B. Mercier, Inequations Variationnelles de la Mecanique Publications Mathematiques d'Orsay, no. 80.01. Orsay, France, Universite de Paris-XI, 1980.

For a description of a more general framework, see:

P. L. Combettes, Dinh Dung, and B. C. Vu, Dualization of signal recovery problems, Set-Valued and Variational Analysis, vol. 18, pp. 373-404, December 2010

The primal problem corresponds to minimizing $E(x) = f(x)+g(A(x))$ where $$f(x) = \frac{1}{2}\norm{x-y}^2 \qandq g(u) = \la \norm{u}_{1,2}.$$

In [12]:
mynorm = @(x)norm(x(:));
f = @(x)1/2*mynorm(x-y)^2;
g = @(x)lambda*J(x);
E = @(x)f(x)+g(x);


The dual problem corresponds to minimzing $F(u)+ G(u)$ where $$F(u) = \frac{1}{2} \norm{y - A^* u}^2 - \frac{1}{2}\norm{y}^2 \qandq G(u) = \iota_{\Cc}(u) \qwhereq \Cc = \enscond{u}{\norm{u}_{\infty,2} \leq \la}.$$ where $$\norm{u}_{\infty,2} = \umax{i,j} \norm{u_{i,j}}$$

In [13]:
F = @(u)1/2*mynorm(y-As(u))^2 - 1/2*mynorm(y)^2;


One can thus solves the ROF problem by computing $$x^\star = y - A^* u^\star$$ where $$u^\star \in \uargmin{ \norm{u}_{1,2} \leq \la } \norm{y - A^* u}$$

One can compute explicitely the gradient of $F$: $$\nabla F(u) = A (A^* u - y).$$

In [14]:
nablaF = @(u)A(As(u)-y);


The proximal operator of $G$ is the orthogonal projection on $\Cc$, which is obtained as $$\text{prox}_{\ga G}(u)_{i,j} = \frac{u_{i,j}}{ \max(1,\norm{u_{i,j}}/\lambda) }.$$ Note that it does not depends on $\ga$.

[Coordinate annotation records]
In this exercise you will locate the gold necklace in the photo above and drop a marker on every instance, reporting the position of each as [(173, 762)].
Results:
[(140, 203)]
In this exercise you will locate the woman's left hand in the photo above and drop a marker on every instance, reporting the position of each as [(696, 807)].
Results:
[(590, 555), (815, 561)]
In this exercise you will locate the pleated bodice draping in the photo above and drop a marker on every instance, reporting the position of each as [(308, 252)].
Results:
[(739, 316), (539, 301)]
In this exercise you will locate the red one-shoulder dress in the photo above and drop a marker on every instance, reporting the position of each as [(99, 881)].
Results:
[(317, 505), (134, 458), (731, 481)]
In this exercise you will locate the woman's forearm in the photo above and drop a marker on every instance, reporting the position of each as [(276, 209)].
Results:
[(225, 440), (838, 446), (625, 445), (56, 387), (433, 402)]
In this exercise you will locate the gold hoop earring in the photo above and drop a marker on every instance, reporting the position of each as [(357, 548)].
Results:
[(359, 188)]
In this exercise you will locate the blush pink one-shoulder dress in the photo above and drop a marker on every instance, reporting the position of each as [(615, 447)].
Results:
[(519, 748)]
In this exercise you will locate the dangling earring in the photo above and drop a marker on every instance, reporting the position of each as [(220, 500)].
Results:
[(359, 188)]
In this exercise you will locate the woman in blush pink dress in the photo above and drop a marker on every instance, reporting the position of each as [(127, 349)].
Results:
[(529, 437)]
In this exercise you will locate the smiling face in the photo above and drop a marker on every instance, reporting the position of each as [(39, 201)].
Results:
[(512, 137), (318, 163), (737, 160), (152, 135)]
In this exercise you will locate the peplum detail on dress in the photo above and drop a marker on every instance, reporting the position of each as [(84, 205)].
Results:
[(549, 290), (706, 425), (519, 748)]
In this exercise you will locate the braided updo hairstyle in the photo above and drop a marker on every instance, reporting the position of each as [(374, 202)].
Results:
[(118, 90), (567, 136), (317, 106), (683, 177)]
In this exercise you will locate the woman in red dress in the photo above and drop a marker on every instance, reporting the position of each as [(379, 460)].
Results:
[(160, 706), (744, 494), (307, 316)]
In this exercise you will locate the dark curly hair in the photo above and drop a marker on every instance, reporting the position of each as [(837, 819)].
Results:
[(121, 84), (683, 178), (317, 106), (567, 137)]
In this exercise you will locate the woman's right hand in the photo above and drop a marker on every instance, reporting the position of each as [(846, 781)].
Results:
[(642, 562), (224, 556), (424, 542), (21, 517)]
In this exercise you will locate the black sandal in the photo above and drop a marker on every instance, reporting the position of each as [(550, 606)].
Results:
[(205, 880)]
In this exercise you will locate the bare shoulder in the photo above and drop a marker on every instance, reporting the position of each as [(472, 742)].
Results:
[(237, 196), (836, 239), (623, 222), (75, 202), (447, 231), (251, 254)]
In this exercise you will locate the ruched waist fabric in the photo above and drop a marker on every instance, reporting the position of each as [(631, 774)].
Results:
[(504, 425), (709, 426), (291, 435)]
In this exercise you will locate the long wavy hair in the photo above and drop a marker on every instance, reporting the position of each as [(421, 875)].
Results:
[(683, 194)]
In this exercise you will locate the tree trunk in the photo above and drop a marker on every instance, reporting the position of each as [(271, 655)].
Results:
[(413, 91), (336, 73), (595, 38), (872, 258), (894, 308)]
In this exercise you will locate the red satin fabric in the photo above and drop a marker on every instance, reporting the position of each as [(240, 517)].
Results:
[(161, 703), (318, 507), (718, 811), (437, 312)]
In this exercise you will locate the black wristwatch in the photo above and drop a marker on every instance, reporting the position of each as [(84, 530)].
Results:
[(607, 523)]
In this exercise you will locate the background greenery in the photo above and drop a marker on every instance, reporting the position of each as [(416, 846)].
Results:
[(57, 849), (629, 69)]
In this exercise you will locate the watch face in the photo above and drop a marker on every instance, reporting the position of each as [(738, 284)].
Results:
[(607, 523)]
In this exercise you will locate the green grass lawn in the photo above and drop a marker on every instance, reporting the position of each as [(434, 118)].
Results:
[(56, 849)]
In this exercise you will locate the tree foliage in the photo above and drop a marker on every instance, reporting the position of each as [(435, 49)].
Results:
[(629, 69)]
* * *
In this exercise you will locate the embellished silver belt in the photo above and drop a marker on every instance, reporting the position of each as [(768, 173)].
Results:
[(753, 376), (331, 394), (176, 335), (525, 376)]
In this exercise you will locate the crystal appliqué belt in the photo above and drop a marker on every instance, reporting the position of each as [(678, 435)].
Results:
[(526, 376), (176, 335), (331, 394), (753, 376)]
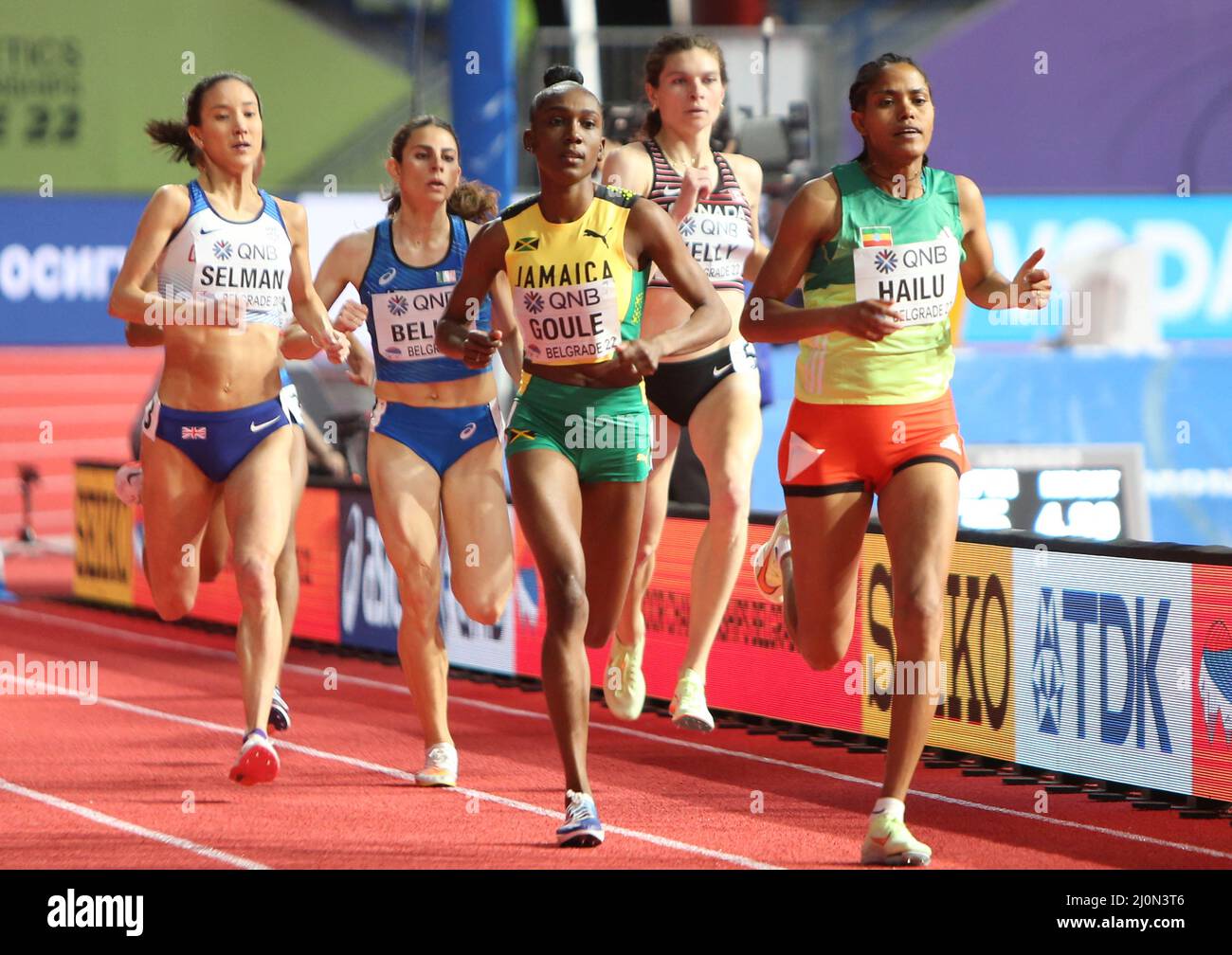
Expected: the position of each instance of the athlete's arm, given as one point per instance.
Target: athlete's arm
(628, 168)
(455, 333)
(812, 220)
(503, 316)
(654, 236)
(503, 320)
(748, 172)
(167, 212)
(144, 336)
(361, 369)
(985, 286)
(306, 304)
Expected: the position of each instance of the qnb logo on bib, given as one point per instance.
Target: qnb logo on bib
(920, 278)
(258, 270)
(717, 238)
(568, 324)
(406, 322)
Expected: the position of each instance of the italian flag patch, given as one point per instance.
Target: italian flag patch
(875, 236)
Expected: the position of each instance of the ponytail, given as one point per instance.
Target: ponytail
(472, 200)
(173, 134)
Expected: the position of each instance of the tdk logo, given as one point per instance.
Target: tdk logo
==
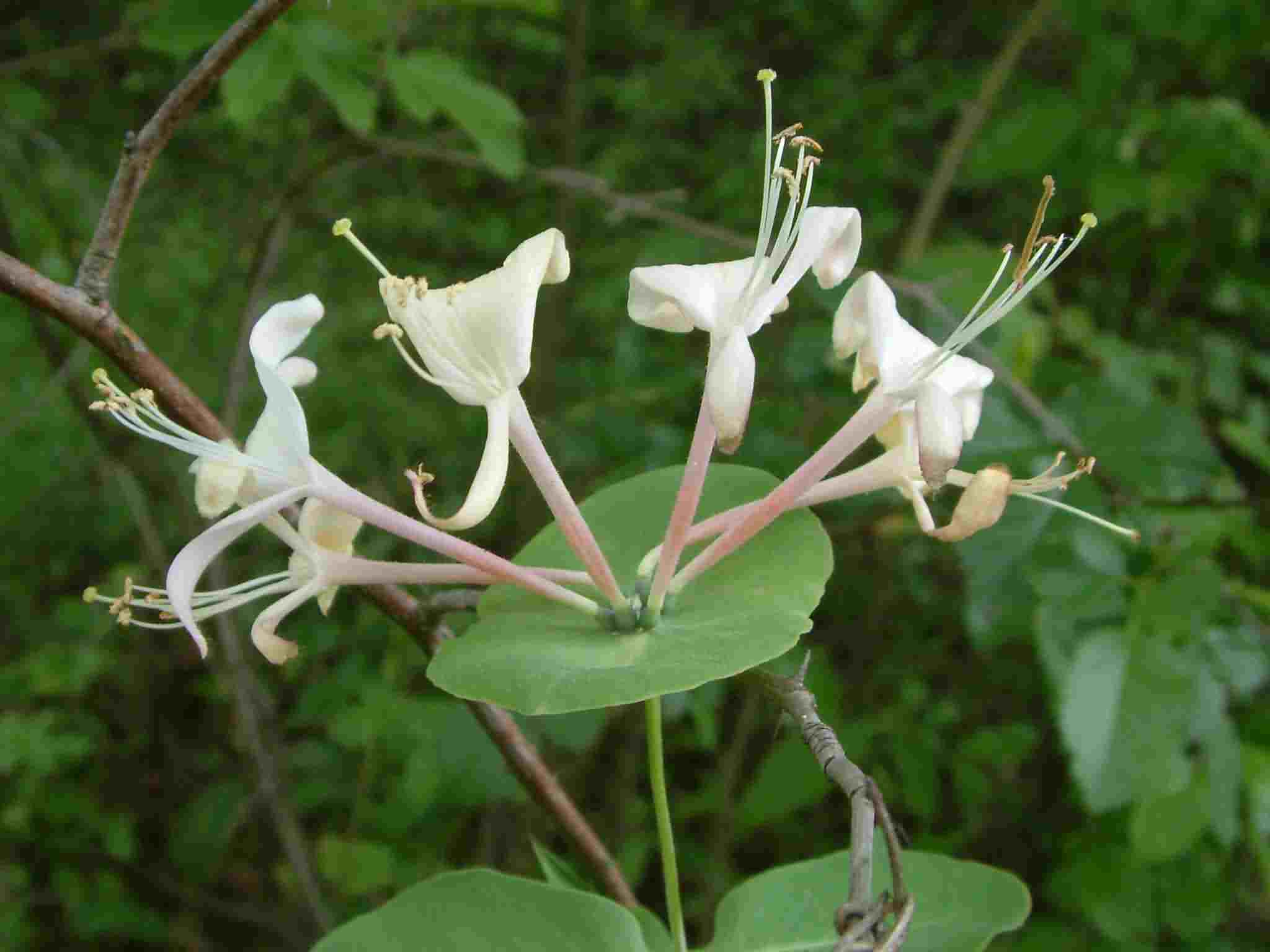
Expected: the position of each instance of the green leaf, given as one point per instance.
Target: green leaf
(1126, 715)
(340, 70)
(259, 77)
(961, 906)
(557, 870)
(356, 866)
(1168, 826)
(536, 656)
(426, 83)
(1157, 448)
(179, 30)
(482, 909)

Given instruction 1: Reproduce word for word the stretch of the ROF duality excerpt from "One can compute" through "depends on $\ga$.".
Given instruction 2: Carry the ROF duality excerpt forward from its last sentence.
These records were taken from an unrelated source.

Written response 1:
One can compute explicitely the gradient of $F$: $$\nabla F(u) = A (A^* u - y).$$

In [14]:
nablaF = @(u)A(As(u)-y);


The proximal operator of $G$ is the orthogonal projection on $\Cc$, which is obtained as $$\text{prox}_{\ga G}(u)_{i,j} = \frac{u_{i,j}}{ \max(1,\norm{u_{i,j}}/\lambda) }.$$ Note that it does not depends on $\ga$.

Written response 2:
In [15]:
d = @(u)repmat( sqrt(sum(u.^2,3)), [1 1 2] );
proxG = @(u,gamma)u ./ max( d(u)/lambda, 1 );


The gradient step size of the FB should satisfy $$\ga < \frac{2}{\norm{A^* A}} = \frac{1}{4}.$$

In [16]:
gamma = 1/5;


Initialize the FB with $u=0 \in \RR^P$.

In [17]:
u = zeros(n,n,2);


One step of FB.

In [18]:
u = proxG( u - gamma * nablaF(u), gamma );


Update the solution using $$x^{(\ell)} = y - A^* u.$$

In [19]:
x = y - As(u);


Exercise 1

Perform Chambolle algorithm to solve the ROF problem. Monitor the primal $E$ and dual $-F$ energies.

In [20]:
exo1()

In [21]:
%% Insert your code here.


Display the denoised image $x^\star$.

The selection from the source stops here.